◆ Exercise objective: Transcribe, word for word and without additions, each line below from the one containing "Target: white cloud" through the one containing "Target: curved iron lamp bracket", both ends included.

[[ Data in this exercise, beginning ]]

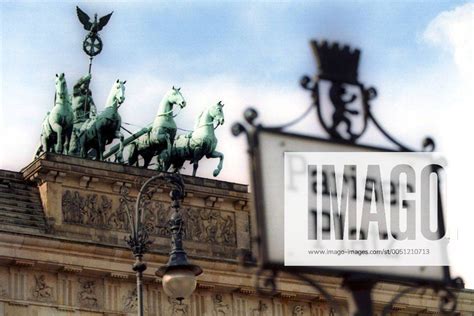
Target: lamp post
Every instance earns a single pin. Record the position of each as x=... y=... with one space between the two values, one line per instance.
x=179 y=276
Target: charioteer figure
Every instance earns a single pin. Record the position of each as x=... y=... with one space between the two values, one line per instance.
x=83 y=105
x=83 y=108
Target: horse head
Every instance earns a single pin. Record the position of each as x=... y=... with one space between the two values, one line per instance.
x=117 y=94
x=175 y=97
x=61 y=86
x=215 y=111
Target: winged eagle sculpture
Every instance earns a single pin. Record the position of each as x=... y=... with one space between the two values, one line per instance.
x=92 y=26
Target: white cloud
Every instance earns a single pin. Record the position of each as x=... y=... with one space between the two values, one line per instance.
x=452 y=31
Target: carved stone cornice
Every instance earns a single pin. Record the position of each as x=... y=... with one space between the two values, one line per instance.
x=50 y=167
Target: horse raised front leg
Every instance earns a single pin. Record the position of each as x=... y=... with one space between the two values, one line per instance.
x=59 y=132
x=67 y=140
x=99 y=154
x=195 y=160
x=119 y=154
x=216 y=154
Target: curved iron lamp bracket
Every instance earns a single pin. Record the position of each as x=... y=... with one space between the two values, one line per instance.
x=139 y=240
x=447 y=299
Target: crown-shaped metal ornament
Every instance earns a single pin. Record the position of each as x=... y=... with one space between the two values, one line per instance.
x=335 y=62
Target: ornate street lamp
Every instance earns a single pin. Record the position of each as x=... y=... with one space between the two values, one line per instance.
x=179 y=276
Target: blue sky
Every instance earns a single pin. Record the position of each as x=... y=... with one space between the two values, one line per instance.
x=417 y=53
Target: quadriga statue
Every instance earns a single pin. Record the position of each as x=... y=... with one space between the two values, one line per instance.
x=83 y=108
x=57 y=125
x=158 y=140
x=100 y=130
x=201 y=142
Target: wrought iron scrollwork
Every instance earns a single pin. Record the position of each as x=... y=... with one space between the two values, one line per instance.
x=339 y=67
x=447 y=299
x=139 y=240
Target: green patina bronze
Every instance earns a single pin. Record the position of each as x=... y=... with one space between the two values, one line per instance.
x=199 y=143
x=57 y=125
x=73 y=126
x=83 y=108
x=158 y=140
x=102 y=129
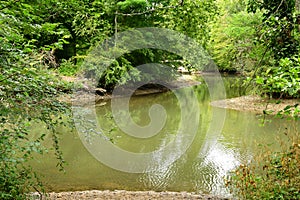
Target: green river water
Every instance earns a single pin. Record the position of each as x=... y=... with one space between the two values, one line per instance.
x=211 y=156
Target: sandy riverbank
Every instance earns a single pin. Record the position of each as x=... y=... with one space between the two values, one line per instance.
x=255 y=104
x=125 y=195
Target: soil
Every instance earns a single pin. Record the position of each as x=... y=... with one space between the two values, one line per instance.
x=124 y=195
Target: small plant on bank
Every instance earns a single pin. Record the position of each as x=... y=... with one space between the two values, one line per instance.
x=274 y=176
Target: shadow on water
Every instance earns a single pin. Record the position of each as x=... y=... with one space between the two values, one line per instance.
x=202 y=168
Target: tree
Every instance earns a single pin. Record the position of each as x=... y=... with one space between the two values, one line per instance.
x=28 y=94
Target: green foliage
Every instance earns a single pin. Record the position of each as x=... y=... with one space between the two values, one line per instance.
x=280 y=26
x=282 y=81
x=276 y=176
x=68 y=68
x=28 y=94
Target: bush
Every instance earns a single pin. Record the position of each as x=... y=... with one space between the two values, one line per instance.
x=282 y=81
x=276 y=176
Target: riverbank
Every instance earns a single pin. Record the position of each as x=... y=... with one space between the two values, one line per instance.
x=125 y=195
x=255 y=104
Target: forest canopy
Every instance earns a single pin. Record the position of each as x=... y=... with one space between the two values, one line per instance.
x=42 y=40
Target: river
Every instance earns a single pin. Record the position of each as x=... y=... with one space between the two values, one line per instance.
x=212 y=154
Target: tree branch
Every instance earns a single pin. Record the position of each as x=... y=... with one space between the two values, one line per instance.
x=147 y=11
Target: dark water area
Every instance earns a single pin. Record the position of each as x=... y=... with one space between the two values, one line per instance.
x=213 y=153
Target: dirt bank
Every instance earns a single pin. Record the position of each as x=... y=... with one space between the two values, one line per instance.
x=125 y=195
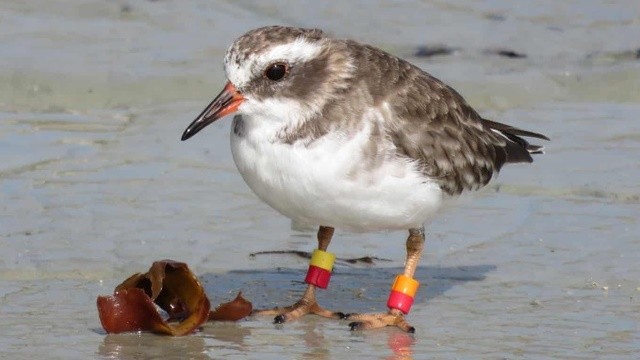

[[ Data in this exercise, end ]]

◆ Exercise response:
Target: white cloud
Every instance earns a single pin. Record the position of each as x=... y=... with one space between the two values, one line per instance.
x=452 y=31
Target: carved stone cornice
Every instance earns a single pin. Record the position of each as x=... y=... with one space between the two values, one line per instance.
x=50 y=167
Target: horse raised front leg
Every instance earns a single pin. Record the position of each as x=... y=... with one space between the two values, one line per instance.
x=59 y=132
x=67 y=140
x=99 y=154
x=195 y=160
x=119 y=154
x=216 y=154
Target: curved iron lamp bracket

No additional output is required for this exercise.